─── PASSAGE FOURNI

Après avoir mené pendant dix ans une mission devenue une affaire personnelle, le journaliste algérien Nacer (Khaled Benaissa) est soudain subjugué par une poussière jaune non expliquée qui se met à couvrir comme du pollen les alentours d'une ville de bord de mer. Plusieurs vieillards sont convaincus qu'elle vient d'une malédiction jetée sur les lieux témoins de violences pendant la décennie noire, tandis qu’une femme prétend avoir été réunie avec feu son frère. Par une nuit pluvieuse, Nacer lui-même se retrouve face-à-face avec son épouse Fajar (Camélia Jordana, qui pourrait attirer le grand public qui apprécie aussi sa musique), vivante, en chair et en os. Elle lui dit qu’elle revient d’un voyage au Canada. Tandis que des nuages noirs planent, menaçants, la douleur et l'émerveillement se mettent pour le journaliste à se confondre, car il sait bien que sa femme a été exécutée sommairement par des rebelles, à l’âge de 25 ans.

Ni les supérieurs de Nacer à la rédaction de son journal, ni les autorités ne font preuve de quelque intérêt que ce soit pour les particules qui scintillent doucement comme de la poudre de fée, ce qui semble fasciner Yacine (Mehdi Ramdani), le frère médecin de notre héros, tout aussi intranquille. Bien qu'elles soient touchantes, l'intégration au film de moments partagés par Yacine avec l'étudiante à l’esprit libre Shahrazad (Shirine Boutella, que le public international reconnaîtra peut-être pour sa participation à la série Netflix Lupin) n'était pas nécessaire, et détourne l’attention des histoires croisées de Nacer et Fajar.

──────

CONSIGNE A: Extrayez du passage fourni, s'il vous plaît, sans rien y changer, la partie qui s'ouvre sur les mots contenant "Ni les supérieurs" et se termine par "Nacer et Fajar.".

─── ENREGISTREMENTS FOURNIS

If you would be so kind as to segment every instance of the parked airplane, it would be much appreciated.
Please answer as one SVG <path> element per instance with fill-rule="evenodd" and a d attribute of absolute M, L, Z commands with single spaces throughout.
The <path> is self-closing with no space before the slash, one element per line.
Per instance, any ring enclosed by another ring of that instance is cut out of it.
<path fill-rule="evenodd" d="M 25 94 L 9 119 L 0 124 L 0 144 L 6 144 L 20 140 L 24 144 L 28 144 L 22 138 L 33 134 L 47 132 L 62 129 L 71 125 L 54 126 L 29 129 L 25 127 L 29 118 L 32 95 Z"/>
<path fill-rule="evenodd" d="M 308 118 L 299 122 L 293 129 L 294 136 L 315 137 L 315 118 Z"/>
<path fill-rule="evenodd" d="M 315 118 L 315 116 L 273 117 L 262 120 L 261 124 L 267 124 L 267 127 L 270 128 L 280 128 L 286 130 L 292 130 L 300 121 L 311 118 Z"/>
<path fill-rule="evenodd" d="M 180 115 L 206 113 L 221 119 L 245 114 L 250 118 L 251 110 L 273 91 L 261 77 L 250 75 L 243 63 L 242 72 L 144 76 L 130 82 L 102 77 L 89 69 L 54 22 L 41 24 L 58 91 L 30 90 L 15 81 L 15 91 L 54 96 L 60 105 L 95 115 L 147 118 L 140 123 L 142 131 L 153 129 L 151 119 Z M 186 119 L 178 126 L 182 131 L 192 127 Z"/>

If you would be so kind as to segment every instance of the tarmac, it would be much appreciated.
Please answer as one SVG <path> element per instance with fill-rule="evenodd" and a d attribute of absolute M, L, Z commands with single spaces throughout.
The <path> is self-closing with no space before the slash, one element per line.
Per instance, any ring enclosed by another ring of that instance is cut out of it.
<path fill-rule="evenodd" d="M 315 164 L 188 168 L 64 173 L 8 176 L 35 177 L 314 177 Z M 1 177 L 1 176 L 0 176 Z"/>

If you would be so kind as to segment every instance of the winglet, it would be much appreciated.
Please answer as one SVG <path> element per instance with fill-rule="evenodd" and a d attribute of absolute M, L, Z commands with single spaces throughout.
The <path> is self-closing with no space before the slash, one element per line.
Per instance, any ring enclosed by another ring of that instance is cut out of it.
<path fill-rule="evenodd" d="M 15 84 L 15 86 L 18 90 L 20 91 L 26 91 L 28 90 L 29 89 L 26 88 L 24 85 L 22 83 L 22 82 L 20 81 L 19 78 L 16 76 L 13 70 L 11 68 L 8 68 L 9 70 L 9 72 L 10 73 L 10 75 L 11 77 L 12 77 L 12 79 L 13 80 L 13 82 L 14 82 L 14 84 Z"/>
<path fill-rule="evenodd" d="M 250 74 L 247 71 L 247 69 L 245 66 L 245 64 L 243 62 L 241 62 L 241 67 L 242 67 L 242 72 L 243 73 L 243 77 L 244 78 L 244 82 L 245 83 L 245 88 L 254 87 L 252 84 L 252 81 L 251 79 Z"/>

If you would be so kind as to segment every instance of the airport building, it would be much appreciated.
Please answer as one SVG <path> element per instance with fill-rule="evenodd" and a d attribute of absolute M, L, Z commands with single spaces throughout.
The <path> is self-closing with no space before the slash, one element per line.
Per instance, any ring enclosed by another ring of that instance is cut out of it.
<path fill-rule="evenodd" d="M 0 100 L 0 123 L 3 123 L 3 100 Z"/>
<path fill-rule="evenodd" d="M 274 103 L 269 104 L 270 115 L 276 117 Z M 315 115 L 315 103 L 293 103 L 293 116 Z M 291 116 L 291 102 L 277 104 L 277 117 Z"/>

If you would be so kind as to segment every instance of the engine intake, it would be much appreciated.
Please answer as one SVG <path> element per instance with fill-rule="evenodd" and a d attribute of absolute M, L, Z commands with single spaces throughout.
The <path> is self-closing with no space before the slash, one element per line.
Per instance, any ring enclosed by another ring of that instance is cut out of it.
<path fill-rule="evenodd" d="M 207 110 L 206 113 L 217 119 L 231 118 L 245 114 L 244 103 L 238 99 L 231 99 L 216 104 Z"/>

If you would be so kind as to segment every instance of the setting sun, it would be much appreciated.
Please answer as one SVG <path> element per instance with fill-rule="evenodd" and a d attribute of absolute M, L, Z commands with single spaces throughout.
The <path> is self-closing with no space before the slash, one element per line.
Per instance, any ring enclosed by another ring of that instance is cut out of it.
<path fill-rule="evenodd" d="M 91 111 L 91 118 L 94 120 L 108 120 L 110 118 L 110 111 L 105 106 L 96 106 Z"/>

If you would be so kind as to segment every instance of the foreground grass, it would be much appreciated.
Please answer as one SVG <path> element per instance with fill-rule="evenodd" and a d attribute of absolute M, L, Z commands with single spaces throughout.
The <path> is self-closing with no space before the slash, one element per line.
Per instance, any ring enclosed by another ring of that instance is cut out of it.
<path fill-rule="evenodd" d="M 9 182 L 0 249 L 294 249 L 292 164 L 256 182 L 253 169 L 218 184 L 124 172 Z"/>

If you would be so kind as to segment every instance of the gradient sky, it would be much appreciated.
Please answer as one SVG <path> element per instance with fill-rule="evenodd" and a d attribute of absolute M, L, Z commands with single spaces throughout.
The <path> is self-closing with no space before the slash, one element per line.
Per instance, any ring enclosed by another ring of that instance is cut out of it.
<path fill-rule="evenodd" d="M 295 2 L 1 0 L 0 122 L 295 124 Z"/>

──────

CONSIGNE B: Dans les enregistrements, reprenez uniquement les lignes qui vont du début jusqu'à la ligne contenant "315 118 L 315", incluse. Remplacez "instance" par "occurrence" sans modifier quoi que ce soit d'autre.

RÉPONSE ATTENDUE A:
Ni les supérieurs de Nacer à la rédaction de son journal, ni les autorités ne font preuve de quelque intérêt que ce soit pour les particules qui scintillent doucement comme de la poudre de fée, ce qui semble fasciner Yacine (Mehdi Ramdani), le frère médecin de notre héros, tout aussi intranquille. Bien qu'elles soient touchantes, l'intégration au film de moments partagés par Yacine avec l'étudiante à l’esprit libre Shahrazad (Shirine Boutella, que le public international reconnaîtra peut-être pour sa participation à la série Netflix Lupin) n'était pas nécessaire, et détourne l’attention des histoires croisées de Nacer et Fajar.

RÉPONSE ATTENDUE B:
If you would be so kind as to segment every occurrence of the parked airplane, it would be much appreciated.
Please answer as one SVG <path> element per occurrence with fill-rule="evenodd" and a d attribute of absolute M, L, Z commands with single spaces throughout.
The <path> is self-closing with no space before the slash, one element per line.
Per occurrence, any ring enclosed by another ring of that occurrence is cut out of it.
<path fill-rule="evenodd" d="M 25 94 L 9 119 L 0 124 L 0 144 L 6 144 L 20 140 L 24 144 L 28 144 L 22 138 L 33 134 L 47 132 L 62 129 L 71 125 L 54 126 L 29 129 L 25 127 L 29 118 L 32 95 Z"/>
<path fill-rule="evenodd" d="M 308 118 L 299 122 L 293 129 L 294 136 L 315 137 L 315 118 Z"/>
<path fill-rule="evenodd" d="M 315 118 L 315 116 L 273 117 L 262 120 L 261 124 L 267 124 L 267 127 L 270 128 L 280 128 L 286 130 L 292 130 L 300 121 L 311 118 Z"/>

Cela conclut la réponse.